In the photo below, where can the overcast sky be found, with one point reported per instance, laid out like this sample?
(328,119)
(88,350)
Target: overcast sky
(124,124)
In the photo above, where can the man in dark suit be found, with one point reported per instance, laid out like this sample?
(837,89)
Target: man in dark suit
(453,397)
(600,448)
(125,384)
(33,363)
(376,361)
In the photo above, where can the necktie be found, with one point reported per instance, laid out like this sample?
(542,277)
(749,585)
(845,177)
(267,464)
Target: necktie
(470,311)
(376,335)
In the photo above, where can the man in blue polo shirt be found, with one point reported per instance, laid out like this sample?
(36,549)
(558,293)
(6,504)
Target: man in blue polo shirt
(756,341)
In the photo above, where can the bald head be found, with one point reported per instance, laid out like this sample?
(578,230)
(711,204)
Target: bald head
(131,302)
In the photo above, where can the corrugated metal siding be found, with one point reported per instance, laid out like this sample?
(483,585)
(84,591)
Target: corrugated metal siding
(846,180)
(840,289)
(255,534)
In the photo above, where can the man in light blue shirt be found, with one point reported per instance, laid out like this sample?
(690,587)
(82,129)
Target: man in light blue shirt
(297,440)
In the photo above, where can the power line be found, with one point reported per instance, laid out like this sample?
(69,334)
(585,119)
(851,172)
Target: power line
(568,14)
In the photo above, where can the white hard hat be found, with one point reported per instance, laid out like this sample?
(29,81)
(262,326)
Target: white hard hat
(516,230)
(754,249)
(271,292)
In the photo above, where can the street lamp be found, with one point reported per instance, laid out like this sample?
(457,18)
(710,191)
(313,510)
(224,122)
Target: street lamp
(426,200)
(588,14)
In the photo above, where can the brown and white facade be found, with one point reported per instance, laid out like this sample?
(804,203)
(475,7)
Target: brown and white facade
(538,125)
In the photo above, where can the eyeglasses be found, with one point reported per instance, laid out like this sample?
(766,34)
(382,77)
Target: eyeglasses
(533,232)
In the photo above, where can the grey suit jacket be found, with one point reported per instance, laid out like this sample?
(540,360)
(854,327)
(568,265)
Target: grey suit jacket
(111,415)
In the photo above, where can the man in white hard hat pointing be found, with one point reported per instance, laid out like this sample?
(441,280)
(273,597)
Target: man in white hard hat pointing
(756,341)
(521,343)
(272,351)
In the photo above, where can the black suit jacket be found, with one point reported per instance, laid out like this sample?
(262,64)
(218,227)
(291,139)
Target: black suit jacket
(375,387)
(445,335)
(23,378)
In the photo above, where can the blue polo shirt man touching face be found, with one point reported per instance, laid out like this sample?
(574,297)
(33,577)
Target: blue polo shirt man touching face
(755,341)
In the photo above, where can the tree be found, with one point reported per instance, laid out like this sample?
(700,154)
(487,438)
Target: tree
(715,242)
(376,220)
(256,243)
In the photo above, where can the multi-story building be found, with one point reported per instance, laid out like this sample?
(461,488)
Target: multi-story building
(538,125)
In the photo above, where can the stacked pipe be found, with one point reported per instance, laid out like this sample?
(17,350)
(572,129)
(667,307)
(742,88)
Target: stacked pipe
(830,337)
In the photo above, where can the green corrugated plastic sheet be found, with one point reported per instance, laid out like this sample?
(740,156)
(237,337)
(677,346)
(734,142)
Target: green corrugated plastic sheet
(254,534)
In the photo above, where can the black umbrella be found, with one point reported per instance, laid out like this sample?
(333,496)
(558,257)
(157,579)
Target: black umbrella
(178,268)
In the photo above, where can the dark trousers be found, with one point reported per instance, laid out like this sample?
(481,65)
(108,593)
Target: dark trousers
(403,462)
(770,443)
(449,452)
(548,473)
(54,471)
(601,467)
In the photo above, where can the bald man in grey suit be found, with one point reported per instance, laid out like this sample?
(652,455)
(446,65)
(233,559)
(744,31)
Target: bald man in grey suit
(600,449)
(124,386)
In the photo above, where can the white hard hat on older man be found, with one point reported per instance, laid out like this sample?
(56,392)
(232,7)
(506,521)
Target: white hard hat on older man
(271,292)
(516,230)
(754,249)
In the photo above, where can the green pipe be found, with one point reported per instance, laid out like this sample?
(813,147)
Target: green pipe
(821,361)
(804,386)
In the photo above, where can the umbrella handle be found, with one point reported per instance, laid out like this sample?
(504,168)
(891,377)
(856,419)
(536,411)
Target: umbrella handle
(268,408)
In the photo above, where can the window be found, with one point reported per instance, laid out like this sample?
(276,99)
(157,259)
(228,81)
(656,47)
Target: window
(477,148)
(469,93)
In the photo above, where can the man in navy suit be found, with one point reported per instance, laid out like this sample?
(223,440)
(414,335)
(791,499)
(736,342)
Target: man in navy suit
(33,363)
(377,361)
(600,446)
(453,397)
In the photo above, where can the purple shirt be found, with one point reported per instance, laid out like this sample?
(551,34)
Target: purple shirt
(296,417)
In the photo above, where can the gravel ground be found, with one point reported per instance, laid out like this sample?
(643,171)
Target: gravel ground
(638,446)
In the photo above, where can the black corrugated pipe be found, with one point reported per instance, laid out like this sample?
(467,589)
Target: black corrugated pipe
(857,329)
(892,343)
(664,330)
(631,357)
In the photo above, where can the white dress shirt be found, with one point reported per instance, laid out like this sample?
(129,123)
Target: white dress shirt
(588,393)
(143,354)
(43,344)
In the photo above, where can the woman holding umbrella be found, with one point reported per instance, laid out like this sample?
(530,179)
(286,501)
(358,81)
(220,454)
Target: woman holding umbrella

● ● ● ● ● ● ●

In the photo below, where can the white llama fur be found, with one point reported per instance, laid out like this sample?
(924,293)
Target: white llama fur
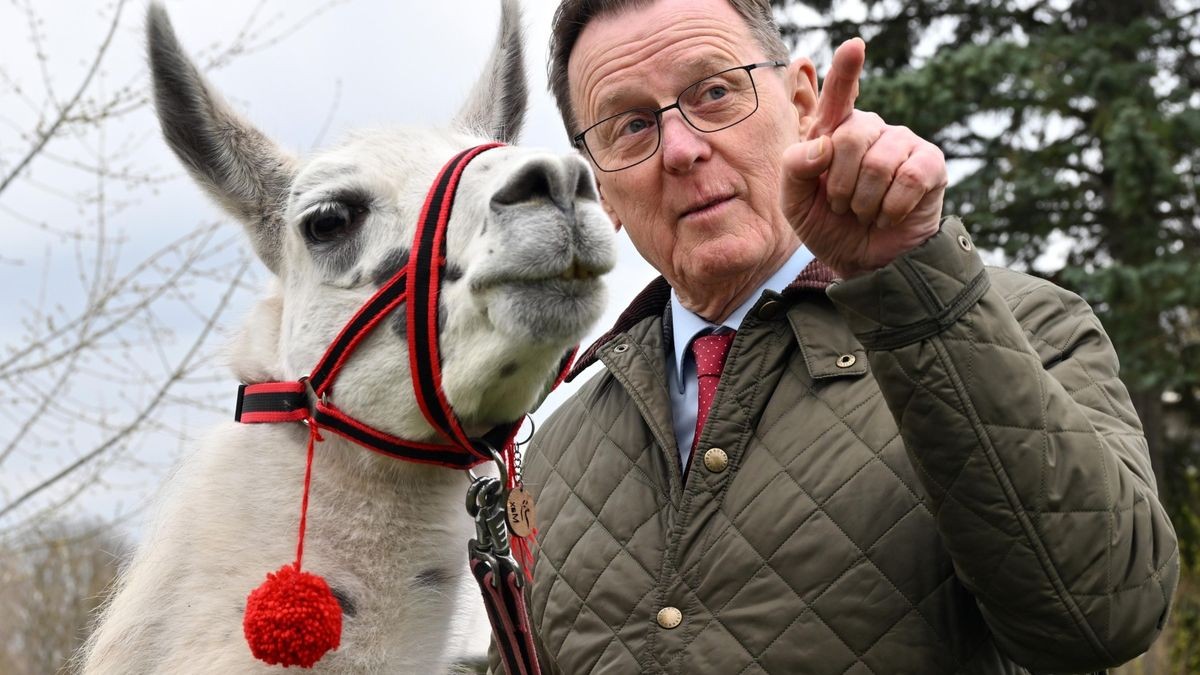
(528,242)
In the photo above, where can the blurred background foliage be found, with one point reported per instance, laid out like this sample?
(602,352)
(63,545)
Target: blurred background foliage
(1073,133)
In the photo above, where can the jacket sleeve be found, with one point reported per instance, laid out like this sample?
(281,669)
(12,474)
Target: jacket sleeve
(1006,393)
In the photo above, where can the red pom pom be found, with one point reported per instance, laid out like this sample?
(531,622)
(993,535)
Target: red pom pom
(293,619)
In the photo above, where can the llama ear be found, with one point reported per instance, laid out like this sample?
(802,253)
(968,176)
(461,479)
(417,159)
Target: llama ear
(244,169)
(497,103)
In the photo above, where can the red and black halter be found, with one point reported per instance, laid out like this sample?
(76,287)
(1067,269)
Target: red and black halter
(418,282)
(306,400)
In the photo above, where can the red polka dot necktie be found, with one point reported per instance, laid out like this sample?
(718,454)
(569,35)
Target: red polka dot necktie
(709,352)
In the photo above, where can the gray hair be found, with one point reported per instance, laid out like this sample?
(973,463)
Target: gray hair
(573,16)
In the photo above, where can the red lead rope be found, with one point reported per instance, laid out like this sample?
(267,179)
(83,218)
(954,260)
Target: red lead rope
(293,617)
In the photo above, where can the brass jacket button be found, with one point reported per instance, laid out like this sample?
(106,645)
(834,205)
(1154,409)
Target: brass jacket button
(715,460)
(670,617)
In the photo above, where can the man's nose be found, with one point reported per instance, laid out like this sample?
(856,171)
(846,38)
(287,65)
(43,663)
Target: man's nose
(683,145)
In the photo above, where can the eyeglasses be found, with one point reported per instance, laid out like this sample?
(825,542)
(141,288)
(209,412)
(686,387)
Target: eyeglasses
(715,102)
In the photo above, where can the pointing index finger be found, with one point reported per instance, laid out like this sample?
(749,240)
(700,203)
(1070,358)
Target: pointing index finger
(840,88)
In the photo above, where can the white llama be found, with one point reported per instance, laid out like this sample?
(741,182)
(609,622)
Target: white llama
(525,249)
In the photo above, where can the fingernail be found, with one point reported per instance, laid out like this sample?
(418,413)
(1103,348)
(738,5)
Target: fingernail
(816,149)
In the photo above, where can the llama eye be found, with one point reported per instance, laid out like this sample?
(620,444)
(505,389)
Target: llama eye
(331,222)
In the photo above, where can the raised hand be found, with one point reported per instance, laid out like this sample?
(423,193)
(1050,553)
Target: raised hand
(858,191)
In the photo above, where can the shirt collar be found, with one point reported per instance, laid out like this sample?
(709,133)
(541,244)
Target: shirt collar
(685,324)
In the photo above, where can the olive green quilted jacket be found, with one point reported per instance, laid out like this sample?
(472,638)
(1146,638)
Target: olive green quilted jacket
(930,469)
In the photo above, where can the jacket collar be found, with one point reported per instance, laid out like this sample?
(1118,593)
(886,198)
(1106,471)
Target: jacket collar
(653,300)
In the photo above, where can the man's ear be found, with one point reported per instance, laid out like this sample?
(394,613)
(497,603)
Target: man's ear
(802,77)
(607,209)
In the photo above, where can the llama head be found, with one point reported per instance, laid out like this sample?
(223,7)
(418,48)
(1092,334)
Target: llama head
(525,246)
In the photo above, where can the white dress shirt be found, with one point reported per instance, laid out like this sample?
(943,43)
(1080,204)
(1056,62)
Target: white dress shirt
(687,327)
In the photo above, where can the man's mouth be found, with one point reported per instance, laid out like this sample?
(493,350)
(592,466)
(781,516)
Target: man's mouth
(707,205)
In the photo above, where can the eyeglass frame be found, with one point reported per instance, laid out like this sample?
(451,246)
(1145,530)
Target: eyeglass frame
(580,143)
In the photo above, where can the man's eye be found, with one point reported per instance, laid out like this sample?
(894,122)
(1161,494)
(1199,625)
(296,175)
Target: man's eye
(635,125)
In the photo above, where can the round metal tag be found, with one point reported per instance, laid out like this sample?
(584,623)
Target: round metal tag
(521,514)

● ● ● ● ● ● ●

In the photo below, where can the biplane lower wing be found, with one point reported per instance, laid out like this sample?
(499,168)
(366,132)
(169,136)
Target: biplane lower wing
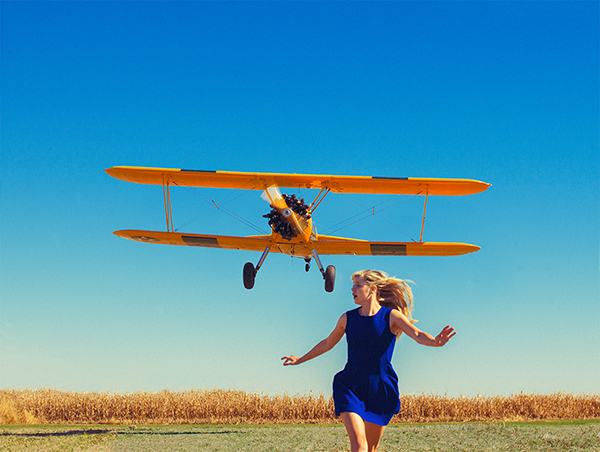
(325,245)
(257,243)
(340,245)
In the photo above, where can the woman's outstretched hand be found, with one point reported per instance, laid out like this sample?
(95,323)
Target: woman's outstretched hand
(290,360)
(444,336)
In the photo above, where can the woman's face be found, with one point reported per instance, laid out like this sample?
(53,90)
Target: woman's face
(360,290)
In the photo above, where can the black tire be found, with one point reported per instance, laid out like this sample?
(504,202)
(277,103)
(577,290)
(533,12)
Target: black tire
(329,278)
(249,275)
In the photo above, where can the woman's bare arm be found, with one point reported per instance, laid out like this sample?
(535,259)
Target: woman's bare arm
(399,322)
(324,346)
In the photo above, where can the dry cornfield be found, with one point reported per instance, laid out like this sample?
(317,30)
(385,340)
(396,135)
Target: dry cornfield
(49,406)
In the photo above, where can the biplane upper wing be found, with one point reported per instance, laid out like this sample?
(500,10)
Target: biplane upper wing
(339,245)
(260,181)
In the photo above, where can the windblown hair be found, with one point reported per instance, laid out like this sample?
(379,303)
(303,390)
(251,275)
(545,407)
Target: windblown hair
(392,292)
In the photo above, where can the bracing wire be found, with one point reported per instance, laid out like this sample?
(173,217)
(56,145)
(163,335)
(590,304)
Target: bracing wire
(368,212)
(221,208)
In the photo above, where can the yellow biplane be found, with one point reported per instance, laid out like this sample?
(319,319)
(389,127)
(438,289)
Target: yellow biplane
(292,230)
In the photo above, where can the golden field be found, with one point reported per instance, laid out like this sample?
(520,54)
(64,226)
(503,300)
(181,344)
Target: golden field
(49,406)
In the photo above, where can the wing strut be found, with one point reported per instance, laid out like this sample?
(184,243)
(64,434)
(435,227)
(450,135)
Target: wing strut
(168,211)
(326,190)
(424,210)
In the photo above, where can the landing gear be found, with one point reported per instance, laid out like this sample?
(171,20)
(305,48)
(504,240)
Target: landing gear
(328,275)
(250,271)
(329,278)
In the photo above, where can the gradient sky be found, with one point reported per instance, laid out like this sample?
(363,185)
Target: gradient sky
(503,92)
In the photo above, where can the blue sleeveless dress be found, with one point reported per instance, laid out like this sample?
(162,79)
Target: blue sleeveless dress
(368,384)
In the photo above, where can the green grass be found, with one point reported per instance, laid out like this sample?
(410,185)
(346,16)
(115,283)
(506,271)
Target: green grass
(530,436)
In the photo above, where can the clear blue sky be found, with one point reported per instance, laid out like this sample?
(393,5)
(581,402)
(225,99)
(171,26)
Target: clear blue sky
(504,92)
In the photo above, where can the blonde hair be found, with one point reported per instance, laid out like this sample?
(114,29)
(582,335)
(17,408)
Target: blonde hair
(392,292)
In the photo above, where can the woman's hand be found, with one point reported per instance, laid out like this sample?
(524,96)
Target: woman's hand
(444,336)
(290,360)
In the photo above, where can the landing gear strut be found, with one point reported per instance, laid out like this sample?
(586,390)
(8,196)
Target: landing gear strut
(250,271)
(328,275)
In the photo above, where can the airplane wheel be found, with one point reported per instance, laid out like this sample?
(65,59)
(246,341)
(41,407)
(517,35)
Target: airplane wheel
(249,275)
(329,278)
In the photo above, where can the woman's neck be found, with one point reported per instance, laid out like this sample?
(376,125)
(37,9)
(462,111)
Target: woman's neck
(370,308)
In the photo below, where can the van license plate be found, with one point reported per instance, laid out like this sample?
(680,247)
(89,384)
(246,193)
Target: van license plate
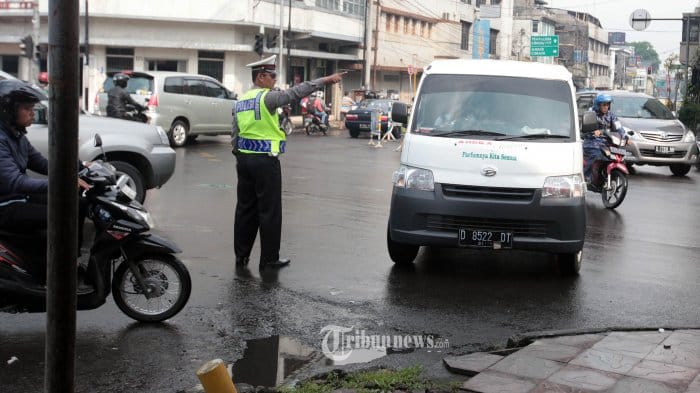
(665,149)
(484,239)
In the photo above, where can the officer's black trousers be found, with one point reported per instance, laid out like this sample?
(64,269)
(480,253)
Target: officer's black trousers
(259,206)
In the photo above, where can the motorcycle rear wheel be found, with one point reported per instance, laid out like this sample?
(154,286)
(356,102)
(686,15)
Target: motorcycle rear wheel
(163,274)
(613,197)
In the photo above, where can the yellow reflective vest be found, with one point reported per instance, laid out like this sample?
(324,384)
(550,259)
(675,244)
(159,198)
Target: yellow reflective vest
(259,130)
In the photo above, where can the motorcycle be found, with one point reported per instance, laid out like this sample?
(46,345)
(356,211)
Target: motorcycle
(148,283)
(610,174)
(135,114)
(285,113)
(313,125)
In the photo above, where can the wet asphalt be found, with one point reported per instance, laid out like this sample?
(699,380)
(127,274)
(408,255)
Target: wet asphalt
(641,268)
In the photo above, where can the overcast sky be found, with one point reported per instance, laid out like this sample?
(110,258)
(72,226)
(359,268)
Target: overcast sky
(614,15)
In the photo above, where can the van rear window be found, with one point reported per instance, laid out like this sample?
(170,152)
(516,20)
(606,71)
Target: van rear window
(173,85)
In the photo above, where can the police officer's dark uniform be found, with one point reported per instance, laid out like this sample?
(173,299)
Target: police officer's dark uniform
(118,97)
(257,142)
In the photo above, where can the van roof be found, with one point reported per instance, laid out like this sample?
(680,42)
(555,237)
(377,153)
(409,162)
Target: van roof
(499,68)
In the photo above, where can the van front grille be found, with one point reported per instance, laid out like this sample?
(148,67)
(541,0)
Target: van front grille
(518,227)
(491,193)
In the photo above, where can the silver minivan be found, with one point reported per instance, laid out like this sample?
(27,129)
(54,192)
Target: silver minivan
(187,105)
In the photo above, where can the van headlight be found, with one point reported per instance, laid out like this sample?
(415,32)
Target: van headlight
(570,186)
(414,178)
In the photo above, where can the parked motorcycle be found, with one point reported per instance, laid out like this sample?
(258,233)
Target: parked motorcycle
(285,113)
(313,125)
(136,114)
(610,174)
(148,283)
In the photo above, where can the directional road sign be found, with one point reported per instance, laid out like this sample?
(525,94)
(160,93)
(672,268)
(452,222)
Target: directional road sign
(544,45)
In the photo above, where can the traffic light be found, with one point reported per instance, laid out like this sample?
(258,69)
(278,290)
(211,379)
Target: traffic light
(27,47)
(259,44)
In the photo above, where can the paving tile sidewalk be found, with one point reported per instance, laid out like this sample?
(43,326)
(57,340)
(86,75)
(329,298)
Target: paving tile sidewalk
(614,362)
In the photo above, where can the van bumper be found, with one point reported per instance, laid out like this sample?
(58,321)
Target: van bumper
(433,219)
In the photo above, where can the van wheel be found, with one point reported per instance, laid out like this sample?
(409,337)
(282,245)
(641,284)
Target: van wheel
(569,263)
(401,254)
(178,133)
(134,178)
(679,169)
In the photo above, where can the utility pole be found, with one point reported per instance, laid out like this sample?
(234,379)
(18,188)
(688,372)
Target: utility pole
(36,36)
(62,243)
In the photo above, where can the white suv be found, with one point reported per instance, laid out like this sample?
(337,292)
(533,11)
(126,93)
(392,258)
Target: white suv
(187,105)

● ● ● ● ● ● ●

> Exercise objective: Above are the records; from them, give again exactly the lines from the one containing "In the photo below, where can the overcast" to the one containing "In the photo above, where can the man in dark", both lines included, and nothing more.

> Exercise response:
In the photo below, where can the overcast sky be found, with one point reported per instance, laid out like this sample?
(328,119)
(88,350)
Target: overcast sky
(124,124)
In the photo above, where can the man in dark suit be found, with one point reported per instance, laid out like this sample?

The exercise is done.